Task
Look through the entries below and report how many lines hold the string "pixel". Only the number is wanted.

Dataset excerpts
# # # # #

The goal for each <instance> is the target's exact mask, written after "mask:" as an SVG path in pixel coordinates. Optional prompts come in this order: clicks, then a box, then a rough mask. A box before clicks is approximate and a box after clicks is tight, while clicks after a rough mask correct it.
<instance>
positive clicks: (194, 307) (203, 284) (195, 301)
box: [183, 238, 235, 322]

# # # # #

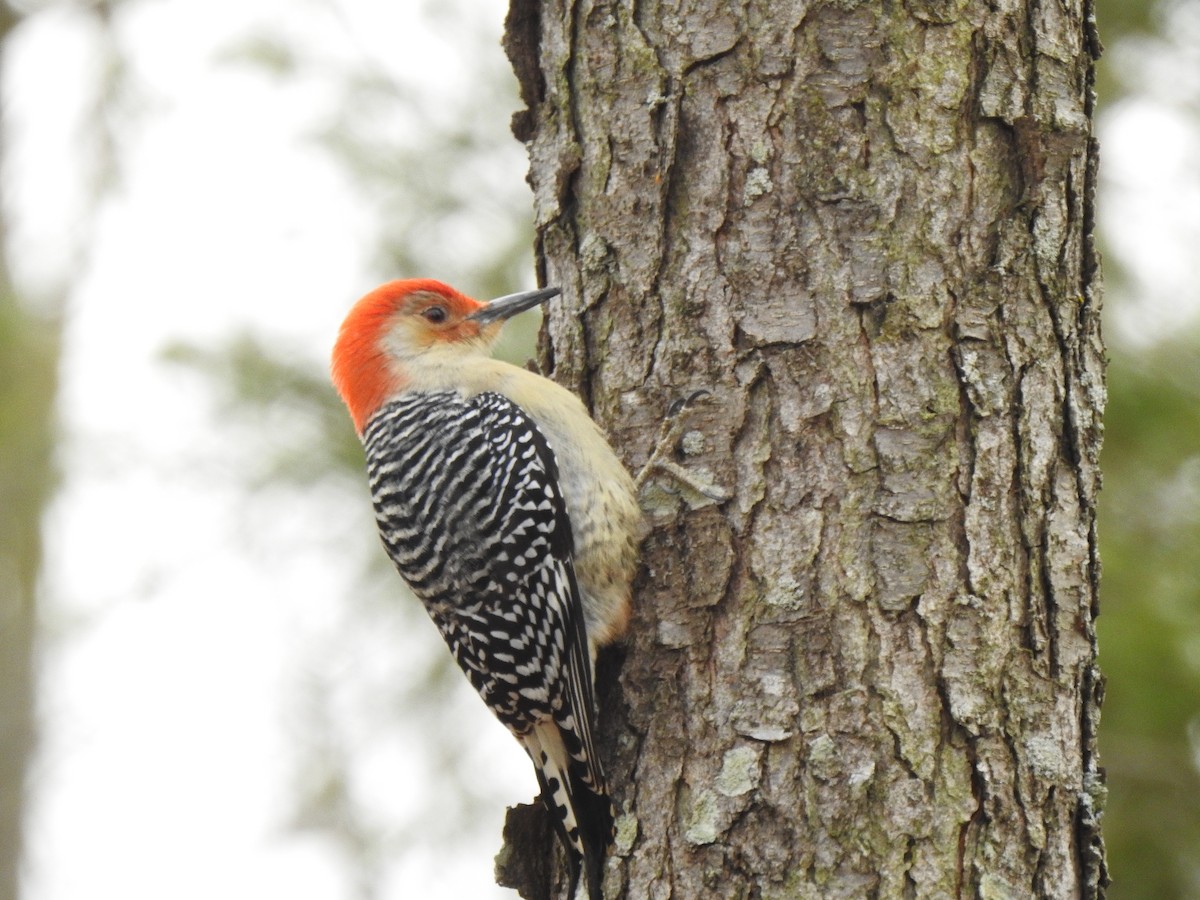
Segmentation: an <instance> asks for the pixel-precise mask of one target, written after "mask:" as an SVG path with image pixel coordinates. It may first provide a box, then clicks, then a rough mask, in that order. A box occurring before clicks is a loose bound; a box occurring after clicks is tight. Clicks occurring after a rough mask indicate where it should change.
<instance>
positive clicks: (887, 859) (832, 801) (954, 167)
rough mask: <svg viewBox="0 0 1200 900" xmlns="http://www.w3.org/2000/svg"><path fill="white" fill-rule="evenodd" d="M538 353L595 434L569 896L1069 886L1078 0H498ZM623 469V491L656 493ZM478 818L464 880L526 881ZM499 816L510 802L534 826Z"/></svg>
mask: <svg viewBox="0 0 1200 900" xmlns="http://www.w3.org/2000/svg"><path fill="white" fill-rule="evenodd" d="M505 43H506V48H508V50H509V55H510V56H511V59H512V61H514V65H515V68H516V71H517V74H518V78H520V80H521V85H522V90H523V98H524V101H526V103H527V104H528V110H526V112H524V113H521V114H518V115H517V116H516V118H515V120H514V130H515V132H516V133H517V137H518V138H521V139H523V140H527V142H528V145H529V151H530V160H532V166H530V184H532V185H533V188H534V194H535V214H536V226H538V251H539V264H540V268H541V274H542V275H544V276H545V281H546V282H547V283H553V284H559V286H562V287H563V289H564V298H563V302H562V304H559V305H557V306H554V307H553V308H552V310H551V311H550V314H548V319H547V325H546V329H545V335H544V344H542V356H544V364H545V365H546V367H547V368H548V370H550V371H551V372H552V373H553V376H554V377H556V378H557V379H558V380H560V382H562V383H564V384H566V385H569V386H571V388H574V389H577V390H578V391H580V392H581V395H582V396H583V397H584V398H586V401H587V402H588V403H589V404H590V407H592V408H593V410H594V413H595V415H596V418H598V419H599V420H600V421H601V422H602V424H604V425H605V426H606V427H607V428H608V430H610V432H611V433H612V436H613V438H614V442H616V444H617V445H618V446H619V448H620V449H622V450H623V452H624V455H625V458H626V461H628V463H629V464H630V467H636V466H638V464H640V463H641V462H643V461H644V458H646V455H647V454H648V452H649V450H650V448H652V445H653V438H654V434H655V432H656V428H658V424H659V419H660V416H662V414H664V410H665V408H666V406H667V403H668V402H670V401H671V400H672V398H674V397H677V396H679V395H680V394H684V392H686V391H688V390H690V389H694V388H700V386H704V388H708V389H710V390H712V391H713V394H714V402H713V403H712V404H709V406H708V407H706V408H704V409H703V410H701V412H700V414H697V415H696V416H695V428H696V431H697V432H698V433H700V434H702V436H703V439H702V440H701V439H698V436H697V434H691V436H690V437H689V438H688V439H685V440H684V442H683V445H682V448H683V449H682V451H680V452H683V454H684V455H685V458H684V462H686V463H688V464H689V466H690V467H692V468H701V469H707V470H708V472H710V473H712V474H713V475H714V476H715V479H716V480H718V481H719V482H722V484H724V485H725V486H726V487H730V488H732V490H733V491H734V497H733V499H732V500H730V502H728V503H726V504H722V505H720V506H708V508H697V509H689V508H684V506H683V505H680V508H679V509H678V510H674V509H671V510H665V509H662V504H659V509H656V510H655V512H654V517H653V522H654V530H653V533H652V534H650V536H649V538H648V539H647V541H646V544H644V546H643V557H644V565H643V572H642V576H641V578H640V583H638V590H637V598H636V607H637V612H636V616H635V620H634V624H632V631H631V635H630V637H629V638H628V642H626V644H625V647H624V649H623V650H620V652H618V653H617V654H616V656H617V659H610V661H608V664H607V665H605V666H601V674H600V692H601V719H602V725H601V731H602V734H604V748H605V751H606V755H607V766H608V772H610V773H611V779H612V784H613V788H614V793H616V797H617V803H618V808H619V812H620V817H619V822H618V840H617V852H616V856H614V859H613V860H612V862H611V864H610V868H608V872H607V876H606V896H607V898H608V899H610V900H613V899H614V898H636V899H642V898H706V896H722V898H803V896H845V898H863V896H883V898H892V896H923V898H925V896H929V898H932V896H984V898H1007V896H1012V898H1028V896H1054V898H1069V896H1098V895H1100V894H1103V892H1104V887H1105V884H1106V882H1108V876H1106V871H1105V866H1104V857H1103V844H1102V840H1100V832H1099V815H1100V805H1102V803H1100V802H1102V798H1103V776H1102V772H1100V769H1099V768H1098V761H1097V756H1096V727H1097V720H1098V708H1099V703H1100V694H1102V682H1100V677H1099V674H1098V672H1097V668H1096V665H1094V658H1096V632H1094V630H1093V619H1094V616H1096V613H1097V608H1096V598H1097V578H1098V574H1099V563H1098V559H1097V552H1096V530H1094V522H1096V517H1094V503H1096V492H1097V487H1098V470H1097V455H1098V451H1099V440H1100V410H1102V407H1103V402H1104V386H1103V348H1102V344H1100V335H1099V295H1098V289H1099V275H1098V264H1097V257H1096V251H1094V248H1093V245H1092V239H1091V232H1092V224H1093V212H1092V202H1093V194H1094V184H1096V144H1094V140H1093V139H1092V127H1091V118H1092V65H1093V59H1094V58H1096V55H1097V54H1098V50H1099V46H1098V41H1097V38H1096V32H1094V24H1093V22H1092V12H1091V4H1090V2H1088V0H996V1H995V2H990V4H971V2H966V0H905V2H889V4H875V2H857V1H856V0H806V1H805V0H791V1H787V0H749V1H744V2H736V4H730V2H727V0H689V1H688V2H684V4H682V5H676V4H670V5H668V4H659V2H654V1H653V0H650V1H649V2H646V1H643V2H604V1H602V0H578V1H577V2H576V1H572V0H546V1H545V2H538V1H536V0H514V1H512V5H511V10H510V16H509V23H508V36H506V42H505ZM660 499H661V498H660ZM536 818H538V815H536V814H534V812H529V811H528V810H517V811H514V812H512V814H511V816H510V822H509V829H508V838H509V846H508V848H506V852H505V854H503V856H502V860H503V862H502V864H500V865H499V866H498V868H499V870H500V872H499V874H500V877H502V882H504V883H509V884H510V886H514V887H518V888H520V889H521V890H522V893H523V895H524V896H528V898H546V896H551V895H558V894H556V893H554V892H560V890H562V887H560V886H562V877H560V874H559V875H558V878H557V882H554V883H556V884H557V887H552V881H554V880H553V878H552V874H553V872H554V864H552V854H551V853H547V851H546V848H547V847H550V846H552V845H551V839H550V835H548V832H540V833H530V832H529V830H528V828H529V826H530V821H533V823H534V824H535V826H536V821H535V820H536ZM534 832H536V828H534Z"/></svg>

# # # # #

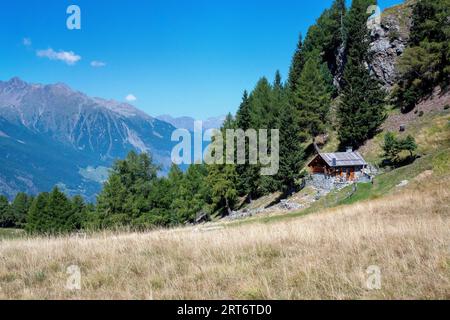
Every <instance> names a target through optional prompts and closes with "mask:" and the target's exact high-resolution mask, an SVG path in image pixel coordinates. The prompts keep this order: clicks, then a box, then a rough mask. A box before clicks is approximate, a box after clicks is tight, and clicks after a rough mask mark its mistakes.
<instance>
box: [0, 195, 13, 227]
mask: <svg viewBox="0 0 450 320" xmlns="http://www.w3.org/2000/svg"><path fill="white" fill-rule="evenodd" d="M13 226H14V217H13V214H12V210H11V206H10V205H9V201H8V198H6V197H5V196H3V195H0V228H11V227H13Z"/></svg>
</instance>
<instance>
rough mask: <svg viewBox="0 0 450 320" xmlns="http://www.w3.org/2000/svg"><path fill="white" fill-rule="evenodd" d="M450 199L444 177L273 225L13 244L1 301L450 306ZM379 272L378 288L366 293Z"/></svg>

# # # # #

Task output
3